Gestellte Aufgabe 1 » Stimmen diese Aussagen mit dem Text über „The Mermaid“ überein? (a) Shan wohnt im Innern eines ausrangierten Schiffes. (b) Die Fischschuppen sind Shans Verkleidung. (c) Shan hat die Party hinter sich gelassen, als sie ihre Heimat erreicht. Antworte jeweils mit Ja oder Nein und zitiere die entscheidenden Worte wörtlich.
Gestellte Aufgabe 2 » Warum sind die computeranimierten Effekte laut dem Text über „The Mermaid“ nicht „auf dem Stand der Technik“?
Gestellte Aufgabe 3 » Setze den Text über „The Mermaid“ nach seinem letzten Satz fort.

Gezeigter Text »
────────

Ein paar Szenen später hat Shan die Party hinter sich gelassen und ihre Heimat erreicht. Sie wohnt im Innern eines ausrangierten Schiffes, das am Meerufer unter einer Klippe ankert, von einem Wasserfall begossen wird und in dessen Innern es ausschaut wie in einem psychedelischen Computerspiel (etwas älteren Datums; die in "The Mermaid" an jeder Ecke hervorfunkelnden computeranimierten Effekte sind nicht "auf dem Stand der Technik", weil nicht der fotorealistischen Mimesis, sondern lediglich ihrer eigenen awesomeness, beziehungsweise Steven Chows Spieltrieb verpflichtet). Hier angekommen, beginnt Shan sich auszuziehen. Und man erkennt: Nicht die Fischschuppen sind die Verkleidung, sondern die Schuhe, die hinten aus dem Kostüm hervorragen. In den Schuhen stecken keine Füße, sondern Flossen, unter dem falschen Schuppenkleid kommt ein echtes zum Vorschein.

────────

Dateneinträge:
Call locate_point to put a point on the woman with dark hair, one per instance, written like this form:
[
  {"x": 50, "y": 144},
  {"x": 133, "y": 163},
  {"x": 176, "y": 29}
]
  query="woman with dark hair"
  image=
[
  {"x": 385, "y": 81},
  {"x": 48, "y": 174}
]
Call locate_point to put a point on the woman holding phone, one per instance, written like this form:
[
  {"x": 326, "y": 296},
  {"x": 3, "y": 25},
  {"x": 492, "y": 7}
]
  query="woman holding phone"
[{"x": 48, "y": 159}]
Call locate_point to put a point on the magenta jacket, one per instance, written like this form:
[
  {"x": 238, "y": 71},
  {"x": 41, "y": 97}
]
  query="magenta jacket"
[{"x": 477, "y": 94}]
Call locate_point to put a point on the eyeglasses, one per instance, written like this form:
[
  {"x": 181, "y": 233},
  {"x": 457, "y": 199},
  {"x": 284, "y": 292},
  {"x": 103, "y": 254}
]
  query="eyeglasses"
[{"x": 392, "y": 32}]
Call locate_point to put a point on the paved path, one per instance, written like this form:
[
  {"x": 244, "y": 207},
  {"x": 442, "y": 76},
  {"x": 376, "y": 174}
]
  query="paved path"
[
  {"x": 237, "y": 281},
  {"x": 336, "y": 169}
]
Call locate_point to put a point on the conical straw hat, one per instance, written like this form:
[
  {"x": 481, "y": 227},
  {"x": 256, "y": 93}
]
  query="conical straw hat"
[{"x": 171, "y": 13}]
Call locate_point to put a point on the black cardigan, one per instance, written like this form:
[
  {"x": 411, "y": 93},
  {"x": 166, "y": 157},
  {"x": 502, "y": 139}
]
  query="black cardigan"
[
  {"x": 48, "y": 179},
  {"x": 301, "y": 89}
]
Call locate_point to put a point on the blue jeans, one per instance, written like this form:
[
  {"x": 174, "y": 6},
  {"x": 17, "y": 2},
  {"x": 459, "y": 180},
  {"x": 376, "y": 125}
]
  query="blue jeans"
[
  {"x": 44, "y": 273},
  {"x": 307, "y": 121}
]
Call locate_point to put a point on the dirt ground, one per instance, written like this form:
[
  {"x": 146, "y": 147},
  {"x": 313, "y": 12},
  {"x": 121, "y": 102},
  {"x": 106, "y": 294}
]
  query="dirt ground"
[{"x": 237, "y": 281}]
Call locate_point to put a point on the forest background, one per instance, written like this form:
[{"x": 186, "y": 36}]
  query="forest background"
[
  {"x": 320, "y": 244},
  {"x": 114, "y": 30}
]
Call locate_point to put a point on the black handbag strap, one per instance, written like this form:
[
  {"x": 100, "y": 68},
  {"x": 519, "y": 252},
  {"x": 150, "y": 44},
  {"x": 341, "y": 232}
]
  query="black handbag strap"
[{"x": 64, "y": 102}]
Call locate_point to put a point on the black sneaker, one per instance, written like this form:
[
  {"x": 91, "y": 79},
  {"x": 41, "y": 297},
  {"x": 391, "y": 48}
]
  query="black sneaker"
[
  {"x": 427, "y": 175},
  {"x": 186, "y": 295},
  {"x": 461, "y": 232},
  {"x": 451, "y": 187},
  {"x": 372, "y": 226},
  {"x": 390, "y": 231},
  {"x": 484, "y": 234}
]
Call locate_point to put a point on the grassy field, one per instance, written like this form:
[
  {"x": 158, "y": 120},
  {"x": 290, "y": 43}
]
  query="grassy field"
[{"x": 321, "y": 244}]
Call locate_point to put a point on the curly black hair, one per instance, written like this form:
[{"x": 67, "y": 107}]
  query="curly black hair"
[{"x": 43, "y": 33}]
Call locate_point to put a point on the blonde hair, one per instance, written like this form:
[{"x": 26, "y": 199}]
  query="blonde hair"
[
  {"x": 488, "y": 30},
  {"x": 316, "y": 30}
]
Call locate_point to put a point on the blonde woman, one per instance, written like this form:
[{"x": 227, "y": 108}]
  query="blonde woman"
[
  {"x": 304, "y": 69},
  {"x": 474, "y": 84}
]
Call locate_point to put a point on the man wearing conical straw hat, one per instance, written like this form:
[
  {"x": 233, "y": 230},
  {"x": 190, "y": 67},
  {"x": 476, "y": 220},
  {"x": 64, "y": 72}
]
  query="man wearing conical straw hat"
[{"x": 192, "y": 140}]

────────

Endgültige Antwort 1 »
(a) Ja: „Sie wohnt im Innern eines ausrangierten Schiffes“
(b) Nein: „Nicht die Fischschuppen sind die Verkleidung, sondern die Schuhe“
(c) Ja: „hat Shan die Party hinter sich gelassen und ihre Heimat erreicht“

Endgültige Antwort 2 » Sie sind nicht der fotorealistischen Mimesis verpflichtet. Sie dienen lediglich ihrer eigenen „awesomeness“ beziehungsweise Steven Chows Spieltrieb.

Endgültige Antwort 3 »
Shan ist eine Meerjungfrau und als solche Teil eines Stamms von Fischmenschen, die jahrhundertelang recht problemlos ihre maritime Existenz fristen konnten, jetzt aber bedroht werden: Von Liu Xuan und dessen Killerechotechnologie, die Fische und andere Meeresbewohner terrorisiert - während der Produktdemonstration lässt eine Firmenangestellte mit gewinnendem Lächeln einen Goldfisch explodieren. Shan hatte Liu mit der Absicht aufgesucht, ihn zwecks späterer Ermordung zu umschmeicheln. Aber nachdem wenig später die ersten Tötungsversuche - unter anderem mithilfe von Seeigeln - scheitern, geschieht das Unvermeidliche: genau wie sich unter der falschen Seejungfrau eine echte verbirgt, verwandelt sich ihre falsche, zu Täuschungszwecken fingierte Verliebtheit in eine echte.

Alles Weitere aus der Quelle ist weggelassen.